--- begin EXTRACT TO READ ---

In Estate of Allshouse, 13 Cal.2d 691 [ 91 P.2d 887], dealing with foreign property brought into a community property state, and where the son of a predeceased spouse was respondent, it was held (p. 698) that personal property owned by the husband prior to, or acquired after, his marriage, by gift, devise, descent or bequest was his separate property, and that upon the death of the wife "The ownership was in essence that of the very type of property which it is the intent and purpose of section 229 to return to the husband's family upon death of the wife intestate and without issue." As applied to the facts of that case, the opinion also stated (p. 699): "Had the husband brought the property to this state, or had he become domiciled here, the rule would be different, for it is well settled that foreign property, when subjected to the laws of a community property jurisdiction, may be reclassified thereunder." The decree in the Allshouse case was reversed, the court saying (pp. 701-702): "Therefore even if it can be said that decedent's interest in the Missouri real property in fact originated in a gift to her by the husband of his separate property, the creation of the tenancy by the entirety followed by transmutation into a California joint tenancy, must be held to have broken the chain of the gift so far as application of the statutes of succession of the community property jurisdiction is concerned."

--- end EXTRACT TO READ ---
--- begin PROVIDED DATA ---

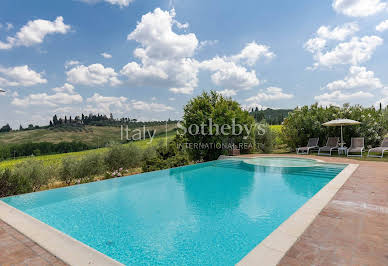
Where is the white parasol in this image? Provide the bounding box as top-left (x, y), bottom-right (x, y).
top-left (322, 119), bottom-right (361, 147)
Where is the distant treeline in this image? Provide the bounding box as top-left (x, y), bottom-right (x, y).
top-left (0, 141), bottom-right (90, 161)
top-left (49, 114), bottom-right (177, 127)
top-left (250, 107), bottom-right (292, 125)
top-left (0, 113), bottom-right (178, 133)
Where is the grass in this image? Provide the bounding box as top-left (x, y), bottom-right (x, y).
top-left (0, 124), bottom-right (176, 147)
top-left (0, 130), bottom-right (175, 169)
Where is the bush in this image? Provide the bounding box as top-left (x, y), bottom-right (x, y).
top-left (13, 159), bottom-right (53, 191)
top-left (104, 144), bottom-right (142, 170)
top-left (59, 157), bottom-right (78, 186)
top-left (0, 169), bottom-right (32, 198)
top-left (282, 104), bottom-right (388, 149)
top-left (183, 91), bottom-right (255, 161)
top-left (142, 136), bottom-right (190, 172)
top-left (255, 123), bottom-right (275, 153)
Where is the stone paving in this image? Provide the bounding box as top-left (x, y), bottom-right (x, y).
top-left (0, 220), bottom-right (66, 266)
top-left (0, 155), bottom-right (388, 266)
top-left (279, 156), bottom-right (388, 266)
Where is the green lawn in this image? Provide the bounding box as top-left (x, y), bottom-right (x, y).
top-left (0, 130), bottom-right (175, 169)
top-left (0, 124), bottom-right (176, 147)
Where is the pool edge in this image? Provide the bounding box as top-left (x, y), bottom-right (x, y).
top-left (237, 164), bottom-right (359, 266)
top-left (0, 200), bottom-right (123, 266)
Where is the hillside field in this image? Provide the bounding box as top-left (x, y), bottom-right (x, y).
top-left (0, 124), bottom-right (175, 147)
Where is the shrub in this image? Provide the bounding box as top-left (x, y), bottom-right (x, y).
top-left (13, 159), bottom-right (53, 191)
top-left (255, 123), bottom-right (275, 153)
top-left (282, 104), bottom-right (388, 149)
top-left (74, 153), bottom-right (105, 182)
top-left (183, 91), bottom-right (254, 161)
top-left (0, 169), bottom-right (32, 198)
top-left (59, 157), bottom-right (78, 186)
top-left (142, 136), bottom-right (190, 172)
top-left (104, 144), bottom-right (142, 170)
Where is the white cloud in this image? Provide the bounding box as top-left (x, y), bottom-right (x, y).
top-left (120, 8), bottom-right (274, 94)
top-left (53, 83), bottom-right (74, 94)
top-left (314, 90), bottom-right (374, 105)
top-left (304, 22), bottom-right (359, 53)
top-left (314, 36), bottom-right (383, 67)
top-left (332, 0), bottom-right (387, 17)
top-left (86, 93), bottom-right (174, 114)
top-left (79, 0), bottom-right (133, 8)
top-left (317, 22), bottom-right (360, 41)
top-left (198, 40), bottom-right (218, 49)
top-left (231, 42), bottom-right (275, 66)
top-left (86, 93), bottom-right (129, 114)
top-left (66, 64), bottom-right (121, 86)
top-left (217, 89), bottom-right (237, 97)
top-left (101, 53), bottom-right (112, 59)
top-left (326, 66), bottom-right (383, 90)
top-left (11, 92), bottom-right (82, 107)
top-left (129, 100), bottom-right (174, 112)
top-left (201, 57), bottom-right (259, 89)
top-left (246, 87), bottom-right (294, 103)
top-left (120, 8), bottom-right (198, 94)
top-left (65, 60), bottom-right (81, 69)
top-left (376, 19), bottom-right (388, 32)
top-left (0, 17), bottom-right (70, 49)
top-left (0, 65), bottom-right (47, 87)
top-left (128, 8), bottom-right (198, 60)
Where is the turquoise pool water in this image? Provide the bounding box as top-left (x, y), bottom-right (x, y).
top-left (2, 160), bottom-right (345, 265)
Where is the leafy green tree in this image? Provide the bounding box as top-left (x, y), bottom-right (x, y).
top-left (282, 104), bottom-right (388, 149)
top-left (183, 91), bottom-right (254, 161)
top-left (0, 124), bottom-right (12, 132)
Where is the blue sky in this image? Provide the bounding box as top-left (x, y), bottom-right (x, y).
top-left (0, 0), bottom-right (388, 127)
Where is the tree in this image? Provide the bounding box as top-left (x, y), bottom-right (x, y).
top-left (183, 91), bottom-right (255, 161)
top-left (53, 115), bottom-right (58, 126)
top-left (0, 124), bottom-right (12, 132)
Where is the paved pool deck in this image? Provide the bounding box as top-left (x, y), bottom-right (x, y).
top-left (0, 155), bottom-right (388, 266)
top-left (279, 156), bottom-right (388, 266)
top-left (0, 220), bottom-right (66, 266)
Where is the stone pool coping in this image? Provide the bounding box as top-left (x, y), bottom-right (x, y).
top-left (0, 200), bottom-right (123, 266)
top-left (0, 156), bottom-right (358, 265)
top-left (237, 159), bottom-right (359, 266)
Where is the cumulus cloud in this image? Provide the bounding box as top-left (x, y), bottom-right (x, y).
top-left (128, 8), bottom-right (198, 59)
top-left (120, 8), bottom-right (274, 94)
top-left (376, 19), bottom-right (388, 32)
top-left (79, 0), bottom-right (133, 8)
top-left (310, 36), bottom-right (383, 67)
top-left (246, 87), bottom-right (294, 103)
top-left (53, 83), bottom-right (74, 94)
top-left (201, 57), bottom-right (259, 89)
top-left (326, 66), bottom-right (383, 90)
top-left (0, 17), bottom-right (71, 50)
top-left (314, 90), bottom-right (374, 105)
top-left (217, 89), bottom-right (237, 97)
top-left (65, 60), bottom-right (81, 69)
top-left (120, 8), bottom-right (198, 94)
top-left (231, 42), bottom-right (275, 66)
top-left (11, 92), bottom-right (82, 107)
top-left (332, 0), bottom-right (387, 17)
top-left (86, 93), bottom-right (174, 114)
top-left (101, 53), bottom-right (112, 59)
top-left (66, 64), bottom-right (121, 86)
top-left (0, 65), bottom-right (47, 87)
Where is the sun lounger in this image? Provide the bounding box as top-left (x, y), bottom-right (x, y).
top-left (318, 137), bottom-right (339, 156)
top-left (347, 138), bottom-right (364, 157)
top-left (296, 138), bottom-right (319, 154)
top-left (368, 137), bottom-right (388, 158)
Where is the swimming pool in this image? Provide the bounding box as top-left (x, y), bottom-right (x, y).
top-left (2, 159), bottom-right (346, 265)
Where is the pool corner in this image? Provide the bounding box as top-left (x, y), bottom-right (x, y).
top-left (237, 164), bottom-right (359, 266)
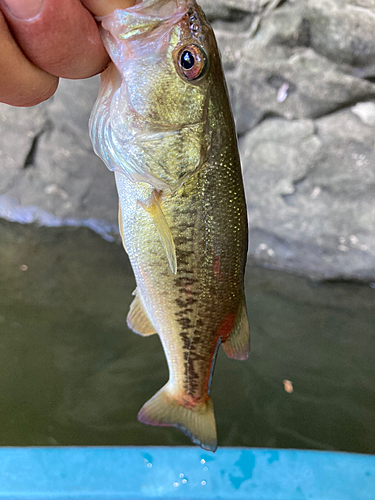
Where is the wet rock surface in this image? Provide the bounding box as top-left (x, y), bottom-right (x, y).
top-left (0, 0), bottom-right (375, 281)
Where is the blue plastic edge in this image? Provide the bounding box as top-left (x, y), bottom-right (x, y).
top-left (0, 447), bottom-right (375, 500)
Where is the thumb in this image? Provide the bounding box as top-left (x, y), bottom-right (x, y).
top-left (81, 0), bottom-right (136, 16)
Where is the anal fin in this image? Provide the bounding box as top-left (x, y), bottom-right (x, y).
top-left (139, 189), bottom-right (177, 274)
top-left (222, 304), bottom-right (250, 360)
top-left (127, 290), bottom-right (156, 337)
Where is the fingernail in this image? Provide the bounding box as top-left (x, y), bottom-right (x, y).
top-left (2, 0), bottom-right (44, 21)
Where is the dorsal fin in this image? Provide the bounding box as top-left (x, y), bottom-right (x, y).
top-left (127, 289), bottom-right (156, 336)
top-left (139, 189), bottom-right (177, 274)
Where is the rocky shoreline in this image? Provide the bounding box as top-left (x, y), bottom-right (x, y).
top-left (0, 0), bottom-right (375, 282)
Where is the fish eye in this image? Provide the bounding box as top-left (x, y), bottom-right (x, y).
top-left (178, 45), bottom-right (207, 80)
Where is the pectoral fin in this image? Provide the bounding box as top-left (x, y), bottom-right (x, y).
top-left (222, 304), bottom-right (250, 360)
top-left (127, 290), bottom-right (156, 337)
top-left (139, 189), bottom-right (177, 274)
top-left (118, 200), bottom-right (127, 253)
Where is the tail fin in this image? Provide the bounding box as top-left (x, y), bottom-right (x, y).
top-left (138, 384), bottom-right (217, 452)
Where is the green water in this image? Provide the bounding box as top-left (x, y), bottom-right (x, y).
top-left (0, 221), bottom-right (375, 453)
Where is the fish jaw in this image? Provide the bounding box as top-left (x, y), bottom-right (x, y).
top-left (90, 0), bottom-right (214, 192)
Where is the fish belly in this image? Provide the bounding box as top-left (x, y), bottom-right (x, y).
top-left (116, 151), bottom-right (248, 449)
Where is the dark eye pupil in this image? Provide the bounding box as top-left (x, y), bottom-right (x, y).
top-left (181, 50), bottom-right (195, 69)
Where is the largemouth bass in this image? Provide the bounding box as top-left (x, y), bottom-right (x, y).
top-left (90, 0), bottom-right (249, 451)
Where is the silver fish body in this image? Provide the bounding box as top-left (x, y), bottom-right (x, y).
top-left (90, 0), bottom-right (249, 451)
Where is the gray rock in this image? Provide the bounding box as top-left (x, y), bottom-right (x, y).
top-left (0, 79), bottom-right (117, 223)
top-left (306, 0), bottom-right (375, 66)
top-left (241, 110), bottom-right (375, 281)
top-left (0, 0), bottom-right (375, 281)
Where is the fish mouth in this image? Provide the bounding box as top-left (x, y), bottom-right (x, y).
top-left (96, 0), bottom-right (188, 41)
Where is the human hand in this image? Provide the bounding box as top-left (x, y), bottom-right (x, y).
top-left (0, 0), bottom-right (135, 106)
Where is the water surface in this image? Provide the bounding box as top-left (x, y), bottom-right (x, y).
top-left (0, 221), bottom-right (375, 453)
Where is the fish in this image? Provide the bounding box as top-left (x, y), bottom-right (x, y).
top-left (89, 0), bottom-right (250, 451)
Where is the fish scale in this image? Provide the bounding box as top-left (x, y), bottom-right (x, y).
top-left (90, 0), bottom-right (249, 451)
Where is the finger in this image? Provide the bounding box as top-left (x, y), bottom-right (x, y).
top-left (0, 12), bottom-right (58, 106)
top-left (0, 0), bottom-right (109, 78)
top-left (81, 0), bottom-right (135, 16)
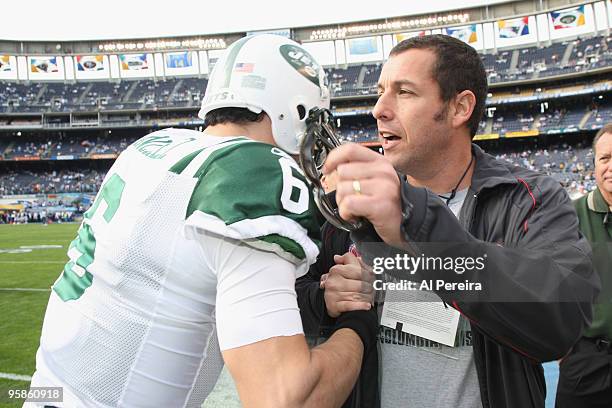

--- end PROVIDED DATA ---

→ **WHAT TO WORK ON**
According to the legal excerpt on the Allshouse case, what became of the decree in that case?

→ **RESPONSE BELOW**
The decree was reversed.